### Exercise requirements
Find "If you could drop a marker on the distant building" in the records that follow; print that line and each subsequent line through the last one, verbatim and with nothing added.

Coordinate annotation records:
.....
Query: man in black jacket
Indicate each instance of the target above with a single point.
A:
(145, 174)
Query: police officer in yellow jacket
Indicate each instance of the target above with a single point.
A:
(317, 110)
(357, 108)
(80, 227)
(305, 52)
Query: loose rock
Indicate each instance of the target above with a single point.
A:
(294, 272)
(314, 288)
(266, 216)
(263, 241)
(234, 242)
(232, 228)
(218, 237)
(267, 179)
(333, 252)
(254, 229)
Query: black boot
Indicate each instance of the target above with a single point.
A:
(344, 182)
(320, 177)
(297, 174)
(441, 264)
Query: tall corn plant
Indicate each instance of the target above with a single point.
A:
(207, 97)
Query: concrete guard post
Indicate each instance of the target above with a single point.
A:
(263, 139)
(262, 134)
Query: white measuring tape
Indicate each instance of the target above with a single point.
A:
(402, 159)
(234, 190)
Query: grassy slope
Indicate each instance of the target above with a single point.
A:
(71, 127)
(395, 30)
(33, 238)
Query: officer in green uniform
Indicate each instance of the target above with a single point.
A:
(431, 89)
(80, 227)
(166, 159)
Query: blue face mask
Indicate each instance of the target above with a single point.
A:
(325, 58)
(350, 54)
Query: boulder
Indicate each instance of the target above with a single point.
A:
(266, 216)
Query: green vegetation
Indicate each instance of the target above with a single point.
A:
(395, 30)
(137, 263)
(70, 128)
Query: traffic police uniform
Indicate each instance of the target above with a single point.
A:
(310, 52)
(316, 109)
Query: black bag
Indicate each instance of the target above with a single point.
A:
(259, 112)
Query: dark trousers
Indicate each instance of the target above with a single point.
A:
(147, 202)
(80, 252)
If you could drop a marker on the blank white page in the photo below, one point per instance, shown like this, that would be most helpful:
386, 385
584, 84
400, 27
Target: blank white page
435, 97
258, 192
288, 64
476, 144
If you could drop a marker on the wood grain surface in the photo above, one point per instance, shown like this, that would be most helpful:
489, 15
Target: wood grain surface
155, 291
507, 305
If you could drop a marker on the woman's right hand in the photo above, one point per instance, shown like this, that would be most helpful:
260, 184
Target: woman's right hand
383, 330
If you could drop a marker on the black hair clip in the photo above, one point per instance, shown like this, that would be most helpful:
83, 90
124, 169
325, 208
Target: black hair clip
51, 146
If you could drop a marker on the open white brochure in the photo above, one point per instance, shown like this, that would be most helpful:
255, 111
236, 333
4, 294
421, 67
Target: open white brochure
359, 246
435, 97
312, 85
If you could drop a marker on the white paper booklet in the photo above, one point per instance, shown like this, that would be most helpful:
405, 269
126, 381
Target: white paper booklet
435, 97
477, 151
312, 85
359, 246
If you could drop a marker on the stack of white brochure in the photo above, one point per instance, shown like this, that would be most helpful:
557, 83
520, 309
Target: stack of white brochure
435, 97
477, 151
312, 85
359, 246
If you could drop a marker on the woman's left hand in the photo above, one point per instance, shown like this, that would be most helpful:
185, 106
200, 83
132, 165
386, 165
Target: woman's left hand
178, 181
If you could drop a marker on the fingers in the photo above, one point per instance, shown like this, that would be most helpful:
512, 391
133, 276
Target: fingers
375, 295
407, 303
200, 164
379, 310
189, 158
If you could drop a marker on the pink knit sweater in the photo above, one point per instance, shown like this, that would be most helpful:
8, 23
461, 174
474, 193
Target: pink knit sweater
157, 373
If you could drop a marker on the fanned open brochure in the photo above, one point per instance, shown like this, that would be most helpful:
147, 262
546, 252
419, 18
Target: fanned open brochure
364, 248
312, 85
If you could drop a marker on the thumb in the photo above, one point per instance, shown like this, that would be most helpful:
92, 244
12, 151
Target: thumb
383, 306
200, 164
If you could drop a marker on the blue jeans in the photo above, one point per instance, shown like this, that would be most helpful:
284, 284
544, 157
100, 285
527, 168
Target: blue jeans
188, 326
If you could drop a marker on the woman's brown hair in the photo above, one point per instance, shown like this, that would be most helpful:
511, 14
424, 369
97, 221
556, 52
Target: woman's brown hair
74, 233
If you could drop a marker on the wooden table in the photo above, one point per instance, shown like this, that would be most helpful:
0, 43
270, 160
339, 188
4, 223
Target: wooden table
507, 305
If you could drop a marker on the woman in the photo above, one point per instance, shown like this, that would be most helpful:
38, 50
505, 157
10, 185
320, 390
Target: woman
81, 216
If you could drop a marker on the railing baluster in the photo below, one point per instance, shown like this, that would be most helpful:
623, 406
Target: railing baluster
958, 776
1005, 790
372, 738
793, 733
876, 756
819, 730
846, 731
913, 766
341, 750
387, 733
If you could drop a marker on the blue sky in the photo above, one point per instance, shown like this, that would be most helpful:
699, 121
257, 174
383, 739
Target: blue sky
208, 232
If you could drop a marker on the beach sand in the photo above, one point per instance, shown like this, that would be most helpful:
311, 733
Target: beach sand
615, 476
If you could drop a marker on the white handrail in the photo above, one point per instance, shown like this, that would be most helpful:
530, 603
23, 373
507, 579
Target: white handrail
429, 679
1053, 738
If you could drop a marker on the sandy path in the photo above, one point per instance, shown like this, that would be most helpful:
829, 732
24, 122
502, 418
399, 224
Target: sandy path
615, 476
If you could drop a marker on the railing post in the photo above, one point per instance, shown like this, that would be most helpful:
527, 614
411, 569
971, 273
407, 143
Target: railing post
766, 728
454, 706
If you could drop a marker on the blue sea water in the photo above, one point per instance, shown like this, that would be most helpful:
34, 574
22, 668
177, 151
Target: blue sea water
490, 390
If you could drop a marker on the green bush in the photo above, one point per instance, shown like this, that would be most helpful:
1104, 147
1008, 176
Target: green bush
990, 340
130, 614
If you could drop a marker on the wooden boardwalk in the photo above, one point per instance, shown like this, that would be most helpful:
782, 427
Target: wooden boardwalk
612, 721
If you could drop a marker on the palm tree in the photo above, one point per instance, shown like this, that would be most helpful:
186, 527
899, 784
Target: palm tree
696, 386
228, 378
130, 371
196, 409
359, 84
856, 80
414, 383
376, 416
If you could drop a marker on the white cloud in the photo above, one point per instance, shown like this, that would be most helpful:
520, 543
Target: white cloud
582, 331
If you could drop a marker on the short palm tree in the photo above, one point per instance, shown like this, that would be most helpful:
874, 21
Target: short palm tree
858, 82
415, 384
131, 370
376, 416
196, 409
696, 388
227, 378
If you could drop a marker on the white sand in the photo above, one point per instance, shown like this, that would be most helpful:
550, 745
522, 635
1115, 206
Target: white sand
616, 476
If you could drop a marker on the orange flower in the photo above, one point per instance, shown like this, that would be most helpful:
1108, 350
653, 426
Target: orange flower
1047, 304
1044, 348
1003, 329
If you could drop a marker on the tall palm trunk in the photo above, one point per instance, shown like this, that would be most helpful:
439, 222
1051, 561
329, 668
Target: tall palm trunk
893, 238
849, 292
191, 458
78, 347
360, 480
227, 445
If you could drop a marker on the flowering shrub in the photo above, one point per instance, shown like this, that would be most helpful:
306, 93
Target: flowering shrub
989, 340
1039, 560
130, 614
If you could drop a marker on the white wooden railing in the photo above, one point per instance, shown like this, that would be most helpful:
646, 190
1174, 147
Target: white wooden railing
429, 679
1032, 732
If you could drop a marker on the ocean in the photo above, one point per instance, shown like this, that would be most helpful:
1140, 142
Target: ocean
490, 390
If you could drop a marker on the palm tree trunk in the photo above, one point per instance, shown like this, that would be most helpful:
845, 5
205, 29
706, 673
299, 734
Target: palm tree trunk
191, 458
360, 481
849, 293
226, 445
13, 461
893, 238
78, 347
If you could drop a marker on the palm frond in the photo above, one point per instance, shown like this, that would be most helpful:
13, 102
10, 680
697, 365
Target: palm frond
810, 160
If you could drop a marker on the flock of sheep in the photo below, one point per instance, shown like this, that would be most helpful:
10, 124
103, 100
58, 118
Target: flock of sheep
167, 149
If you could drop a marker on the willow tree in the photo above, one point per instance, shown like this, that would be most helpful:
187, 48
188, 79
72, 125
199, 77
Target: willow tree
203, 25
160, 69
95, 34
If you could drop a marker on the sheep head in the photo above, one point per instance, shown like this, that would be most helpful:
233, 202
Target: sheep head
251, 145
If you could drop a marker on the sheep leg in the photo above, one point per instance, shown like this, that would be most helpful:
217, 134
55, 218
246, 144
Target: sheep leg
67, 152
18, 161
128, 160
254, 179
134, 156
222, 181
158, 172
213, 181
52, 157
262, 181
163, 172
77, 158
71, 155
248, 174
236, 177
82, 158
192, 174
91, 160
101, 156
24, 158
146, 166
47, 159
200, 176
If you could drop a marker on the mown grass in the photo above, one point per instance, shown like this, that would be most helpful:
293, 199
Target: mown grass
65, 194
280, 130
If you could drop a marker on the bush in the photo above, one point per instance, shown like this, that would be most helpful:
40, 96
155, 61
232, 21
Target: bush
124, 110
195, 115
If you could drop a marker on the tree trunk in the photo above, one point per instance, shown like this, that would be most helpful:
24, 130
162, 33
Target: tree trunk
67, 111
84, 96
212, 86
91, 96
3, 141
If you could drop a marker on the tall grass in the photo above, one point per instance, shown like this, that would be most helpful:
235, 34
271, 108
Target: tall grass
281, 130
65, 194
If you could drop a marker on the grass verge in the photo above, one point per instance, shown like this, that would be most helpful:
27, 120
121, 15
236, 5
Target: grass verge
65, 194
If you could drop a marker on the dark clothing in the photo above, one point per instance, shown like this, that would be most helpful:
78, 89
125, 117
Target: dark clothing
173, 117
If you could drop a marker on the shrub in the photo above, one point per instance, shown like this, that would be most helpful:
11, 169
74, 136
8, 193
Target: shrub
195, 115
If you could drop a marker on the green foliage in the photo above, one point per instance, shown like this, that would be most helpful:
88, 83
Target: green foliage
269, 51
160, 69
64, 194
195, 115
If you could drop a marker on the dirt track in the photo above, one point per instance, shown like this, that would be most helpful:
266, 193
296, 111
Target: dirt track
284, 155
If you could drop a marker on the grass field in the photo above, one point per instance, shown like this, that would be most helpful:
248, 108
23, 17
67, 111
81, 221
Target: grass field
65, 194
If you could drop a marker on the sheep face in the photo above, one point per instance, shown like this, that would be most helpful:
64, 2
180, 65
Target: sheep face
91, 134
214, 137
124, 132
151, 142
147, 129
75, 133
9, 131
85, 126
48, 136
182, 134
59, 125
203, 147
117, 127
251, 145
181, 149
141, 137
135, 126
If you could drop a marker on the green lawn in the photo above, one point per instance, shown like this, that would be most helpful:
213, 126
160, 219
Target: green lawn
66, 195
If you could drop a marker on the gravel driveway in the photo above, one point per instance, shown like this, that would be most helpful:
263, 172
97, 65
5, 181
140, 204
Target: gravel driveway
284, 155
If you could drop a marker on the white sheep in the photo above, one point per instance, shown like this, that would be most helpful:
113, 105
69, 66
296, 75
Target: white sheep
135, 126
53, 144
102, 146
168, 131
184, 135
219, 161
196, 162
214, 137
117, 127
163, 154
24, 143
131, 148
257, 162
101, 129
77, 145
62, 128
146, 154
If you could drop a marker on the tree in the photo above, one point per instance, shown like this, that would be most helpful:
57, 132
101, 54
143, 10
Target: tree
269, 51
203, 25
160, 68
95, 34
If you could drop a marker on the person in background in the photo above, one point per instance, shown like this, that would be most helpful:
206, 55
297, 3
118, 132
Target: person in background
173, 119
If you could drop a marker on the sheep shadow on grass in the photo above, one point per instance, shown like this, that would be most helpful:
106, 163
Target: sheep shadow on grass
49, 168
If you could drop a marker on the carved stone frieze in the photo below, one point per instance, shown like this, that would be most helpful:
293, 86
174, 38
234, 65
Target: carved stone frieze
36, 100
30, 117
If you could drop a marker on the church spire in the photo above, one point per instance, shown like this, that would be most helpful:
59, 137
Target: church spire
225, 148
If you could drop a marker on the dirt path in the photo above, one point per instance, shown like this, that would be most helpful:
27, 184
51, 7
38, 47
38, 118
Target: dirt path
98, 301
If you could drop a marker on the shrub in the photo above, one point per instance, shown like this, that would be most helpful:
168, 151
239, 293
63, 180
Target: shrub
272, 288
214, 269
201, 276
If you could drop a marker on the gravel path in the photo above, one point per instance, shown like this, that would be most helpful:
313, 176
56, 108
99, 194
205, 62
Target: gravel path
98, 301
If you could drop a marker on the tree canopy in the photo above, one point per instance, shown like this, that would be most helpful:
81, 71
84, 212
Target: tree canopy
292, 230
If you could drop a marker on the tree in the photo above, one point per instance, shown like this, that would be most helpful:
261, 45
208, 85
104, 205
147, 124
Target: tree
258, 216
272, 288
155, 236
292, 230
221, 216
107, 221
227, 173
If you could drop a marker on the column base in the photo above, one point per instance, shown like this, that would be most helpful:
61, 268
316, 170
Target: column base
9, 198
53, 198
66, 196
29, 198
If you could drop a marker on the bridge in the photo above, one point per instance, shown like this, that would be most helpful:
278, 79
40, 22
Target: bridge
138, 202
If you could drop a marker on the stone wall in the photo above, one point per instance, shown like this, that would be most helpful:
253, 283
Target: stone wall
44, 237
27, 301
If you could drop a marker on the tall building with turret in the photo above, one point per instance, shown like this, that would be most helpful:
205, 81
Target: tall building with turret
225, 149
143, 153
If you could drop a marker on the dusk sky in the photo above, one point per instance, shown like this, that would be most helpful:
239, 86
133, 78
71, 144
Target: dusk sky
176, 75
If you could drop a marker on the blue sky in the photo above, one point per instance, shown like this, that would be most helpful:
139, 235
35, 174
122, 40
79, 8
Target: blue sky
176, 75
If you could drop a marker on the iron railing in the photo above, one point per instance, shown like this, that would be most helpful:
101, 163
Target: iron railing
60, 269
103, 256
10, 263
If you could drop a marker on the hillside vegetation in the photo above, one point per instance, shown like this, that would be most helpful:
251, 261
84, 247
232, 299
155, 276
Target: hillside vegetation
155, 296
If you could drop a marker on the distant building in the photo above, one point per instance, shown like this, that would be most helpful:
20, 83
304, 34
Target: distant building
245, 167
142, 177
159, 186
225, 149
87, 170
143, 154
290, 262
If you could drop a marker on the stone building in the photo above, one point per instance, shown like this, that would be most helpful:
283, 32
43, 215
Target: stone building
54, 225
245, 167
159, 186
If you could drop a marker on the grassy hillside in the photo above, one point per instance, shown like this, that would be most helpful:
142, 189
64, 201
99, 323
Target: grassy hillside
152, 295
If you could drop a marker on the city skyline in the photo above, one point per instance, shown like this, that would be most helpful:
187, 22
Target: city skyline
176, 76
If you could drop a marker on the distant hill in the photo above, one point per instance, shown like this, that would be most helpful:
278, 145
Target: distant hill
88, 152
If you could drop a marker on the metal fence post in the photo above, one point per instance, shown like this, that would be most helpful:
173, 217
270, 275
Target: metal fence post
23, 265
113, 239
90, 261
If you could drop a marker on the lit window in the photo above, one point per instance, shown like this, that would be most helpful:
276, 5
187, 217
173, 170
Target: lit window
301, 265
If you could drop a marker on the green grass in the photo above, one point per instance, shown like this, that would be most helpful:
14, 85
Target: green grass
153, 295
.....
### Solution for this problem
If you could drop a marker on the distant building in the photo above, one point per instance, shown like this, that would be most helpful:
20, 83
304, 34
Target: distant building
245, 167
142, 177
159, 186
225, 149
87, 170
143, 154
290, 262
If you could drop a marker on the stone building in the photo above, one point per instance, shown like this, that would be most helpful:
283, 32
43, 215
Target: stone building
54, 225
245, 167
159, 186
If you could drop a marker on the grassy hillside in the photo above, one point per instance, shown like this, that would be most helpful:
142, 189
64, 201
99, 323
Target: grassy hillside
152, 295
If you could drop a marker on the city skyline in the photo above, one point per instance, shown like this, that would be most helpful:
187, 22
Target: city skyline
176, 76
If you could drop a marker on the distant hill in the photo above, one point per instance, shown like this, that would be most helpful:
278, 145
Target: distant hill
88, 152
If you could drop a marker on the metal fence post in the photo above, one point per instance, shown like this, that would be most helpful:
173, 217
270, 275
Target: metal fence post
23, 265
113, 239
90, 261
If you could drop a marker on the lit window in the photo above, one point per instance, shown like this, that would be most helpful:
276, 5
187, 217
173, 170
Target: lit window
301, 265
If you could drop a marker on the green grass in the photo above, one point per instance, shown like this, that would be most helpful:
14, 85
Target: green grass
153, 295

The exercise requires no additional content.